PAGE EXTRACT:
* * * * * * *

Compared to this time last year I am much more confident and even excited at the idea of progressing into third year and even being finished with my undergraduate degree all together.
At the start of the year I was told that I wouldn’t have the opportunity to take part in Field this year because I had already passed L5 Field in Maker. I was quite disheartened by this as I know that this is one of the more exciting aspects of L5. Luckily, the options that I wanted to do were both run by Duncan so I was able to ‘unofficially’ join them.
The first project I partook in was Home Truths, which involved exploring narratives of the home through plates. I chose to explore the themes of sexuality, coming out and the act of consuming. Experimenting with displaying subvert and overt sexual images on domestic-ware, with the idea of the images slowly being revealed as the food is consumed. I was able to quickly get a taste of slip decorating, decals, oxide washes, under-glazing and majolica. I particularly enjoyed being able to hear feedback from IKEA who kindly donated plates for us to decal. I took the theme of sexuality back into my subject work and further refined my slip decorating skills as discussed in my summative powerpoint. Since my field assessment I finished glazing my pieces and redesigned my slip stencil plate to have a textured edge and non uniform shape; I’ve have lots of interest in these plates and I hope to continue making them, eventually selling them at Pride events.
The second project was Wunderkammer, which involved travelling the country visiting British museums in a minibus. This was a very stimulating but also slightly exhausting experience. I fell behind on blogging and wasn’t able to process everything fast enough, and to some extent, I feel like I am still processing it. My outcome came about from questioning the portrayal (or lack of) marginalised identities throughout museums. This was inspired by Lubaina Himid’s solo exhibition and due to the lack of queer objects I came across on my travels. I proposed an exhibition that brought together women artists, gay artists and black artists along with their respective historic artefacts (Venus, Greek vases and African objects) each bringing further context to the other. It was suggested that I focus purely on Gay objects but at the time I wanted to emphasise the sense of coming together rather than imposing more separation. For this reason, the artists I chose all inter-meshed and crossed the categories.
Since assessment I have been able to continue the ‘Wunderkammer’ mentality, visiting Collect, Ceramic Art London, the Hockney exhibition & the Queer British Art exhibition, as well as further online research into specifically ‘queer’ exhibitions. This project also brought further context and understanding to my own work, answering questions such as why I feel the need or desire to make such objects.

* * * * * * *

LISTED ENTRIES:
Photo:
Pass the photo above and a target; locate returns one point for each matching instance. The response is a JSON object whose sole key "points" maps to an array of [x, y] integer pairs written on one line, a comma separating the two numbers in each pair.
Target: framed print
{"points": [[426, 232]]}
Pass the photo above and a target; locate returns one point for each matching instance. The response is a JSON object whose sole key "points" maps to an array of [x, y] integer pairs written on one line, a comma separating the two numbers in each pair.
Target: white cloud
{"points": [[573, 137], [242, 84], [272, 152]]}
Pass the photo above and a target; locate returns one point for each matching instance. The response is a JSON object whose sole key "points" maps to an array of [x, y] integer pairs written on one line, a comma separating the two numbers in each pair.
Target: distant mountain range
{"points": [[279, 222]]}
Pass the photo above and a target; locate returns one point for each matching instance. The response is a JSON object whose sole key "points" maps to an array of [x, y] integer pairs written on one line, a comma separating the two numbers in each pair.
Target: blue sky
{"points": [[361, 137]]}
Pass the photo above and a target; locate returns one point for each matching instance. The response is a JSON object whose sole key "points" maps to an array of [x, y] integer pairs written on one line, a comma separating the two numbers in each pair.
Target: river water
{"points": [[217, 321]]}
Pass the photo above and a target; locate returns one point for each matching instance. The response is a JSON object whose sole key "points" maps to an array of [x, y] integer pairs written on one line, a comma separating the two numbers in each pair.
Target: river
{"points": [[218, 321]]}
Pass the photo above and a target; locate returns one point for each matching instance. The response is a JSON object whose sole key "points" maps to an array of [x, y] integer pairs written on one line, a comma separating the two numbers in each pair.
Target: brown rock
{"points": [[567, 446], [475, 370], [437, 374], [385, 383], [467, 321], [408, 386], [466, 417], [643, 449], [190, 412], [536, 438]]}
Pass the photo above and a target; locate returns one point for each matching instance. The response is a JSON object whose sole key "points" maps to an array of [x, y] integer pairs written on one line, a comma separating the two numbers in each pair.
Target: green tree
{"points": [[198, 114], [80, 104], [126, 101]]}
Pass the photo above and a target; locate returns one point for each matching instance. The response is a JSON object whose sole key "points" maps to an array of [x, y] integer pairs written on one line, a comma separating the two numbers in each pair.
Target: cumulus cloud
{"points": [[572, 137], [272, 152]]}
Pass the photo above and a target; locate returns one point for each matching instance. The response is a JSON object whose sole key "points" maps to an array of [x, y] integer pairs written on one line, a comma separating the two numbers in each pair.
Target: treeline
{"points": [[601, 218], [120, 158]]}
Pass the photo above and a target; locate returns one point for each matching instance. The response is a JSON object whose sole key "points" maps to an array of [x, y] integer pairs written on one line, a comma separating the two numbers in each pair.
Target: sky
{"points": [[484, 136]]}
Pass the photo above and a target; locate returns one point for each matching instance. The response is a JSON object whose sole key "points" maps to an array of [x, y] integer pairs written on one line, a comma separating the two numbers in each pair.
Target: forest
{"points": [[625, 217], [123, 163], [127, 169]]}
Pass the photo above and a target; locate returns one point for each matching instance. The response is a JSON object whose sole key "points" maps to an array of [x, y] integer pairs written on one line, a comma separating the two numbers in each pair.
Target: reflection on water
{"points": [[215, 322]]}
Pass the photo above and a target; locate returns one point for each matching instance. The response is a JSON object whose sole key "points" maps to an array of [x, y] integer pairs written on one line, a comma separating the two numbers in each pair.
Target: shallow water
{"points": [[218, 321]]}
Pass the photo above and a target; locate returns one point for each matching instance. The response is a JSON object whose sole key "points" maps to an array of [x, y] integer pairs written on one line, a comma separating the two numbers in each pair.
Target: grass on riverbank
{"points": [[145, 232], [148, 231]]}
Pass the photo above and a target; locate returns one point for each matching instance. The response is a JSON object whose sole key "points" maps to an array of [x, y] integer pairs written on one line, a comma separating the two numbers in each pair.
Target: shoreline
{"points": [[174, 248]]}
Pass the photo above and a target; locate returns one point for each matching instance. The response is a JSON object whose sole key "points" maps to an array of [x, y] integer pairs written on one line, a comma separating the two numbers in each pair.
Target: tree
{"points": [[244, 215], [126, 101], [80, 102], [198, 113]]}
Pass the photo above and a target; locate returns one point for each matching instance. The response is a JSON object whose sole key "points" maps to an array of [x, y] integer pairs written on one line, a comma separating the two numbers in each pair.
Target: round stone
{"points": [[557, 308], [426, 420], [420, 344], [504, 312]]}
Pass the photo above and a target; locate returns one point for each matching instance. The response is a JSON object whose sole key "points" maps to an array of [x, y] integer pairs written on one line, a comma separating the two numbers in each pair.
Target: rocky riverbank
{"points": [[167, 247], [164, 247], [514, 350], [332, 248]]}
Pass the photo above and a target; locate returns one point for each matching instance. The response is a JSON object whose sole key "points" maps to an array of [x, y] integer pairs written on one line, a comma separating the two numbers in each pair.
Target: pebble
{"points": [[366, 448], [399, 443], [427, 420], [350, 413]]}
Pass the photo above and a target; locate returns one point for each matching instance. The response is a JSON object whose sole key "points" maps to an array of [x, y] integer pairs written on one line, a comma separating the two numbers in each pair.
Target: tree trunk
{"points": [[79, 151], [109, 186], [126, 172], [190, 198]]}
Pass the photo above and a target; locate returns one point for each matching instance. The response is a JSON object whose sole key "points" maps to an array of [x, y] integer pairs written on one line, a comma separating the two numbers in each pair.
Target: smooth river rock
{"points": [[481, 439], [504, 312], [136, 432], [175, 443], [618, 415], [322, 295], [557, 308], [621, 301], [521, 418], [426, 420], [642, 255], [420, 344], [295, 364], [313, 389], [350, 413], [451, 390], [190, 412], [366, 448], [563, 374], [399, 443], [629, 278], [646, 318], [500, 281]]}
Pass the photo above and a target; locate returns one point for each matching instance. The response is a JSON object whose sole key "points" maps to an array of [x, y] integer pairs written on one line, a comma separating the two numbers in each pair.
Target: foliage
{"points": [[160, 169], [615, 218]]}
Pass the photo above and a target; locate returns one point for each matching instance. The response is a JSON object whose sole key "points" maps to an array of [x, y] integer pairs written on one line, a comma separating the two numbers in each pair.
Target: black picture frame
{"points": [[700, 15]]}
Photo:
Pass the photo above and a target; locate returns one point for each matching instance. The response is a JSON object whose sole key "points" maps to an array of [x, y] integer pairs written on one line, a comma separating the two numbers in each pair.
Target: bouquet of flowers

* * * * * * *

GIVEN TASK 1: Translate this sentence from the year-review text into Spanish: "This was a very stimulating but also slightly exhausting experience."
GIVEN TASK 2: Show each line in the rows that contains the word "cloud".

RESPONSE 1: Fue una experiencia muy estimulante, pero también un poco agotadora.

RESPONSE 2:
Target: white cloud
Target: cumulus cloud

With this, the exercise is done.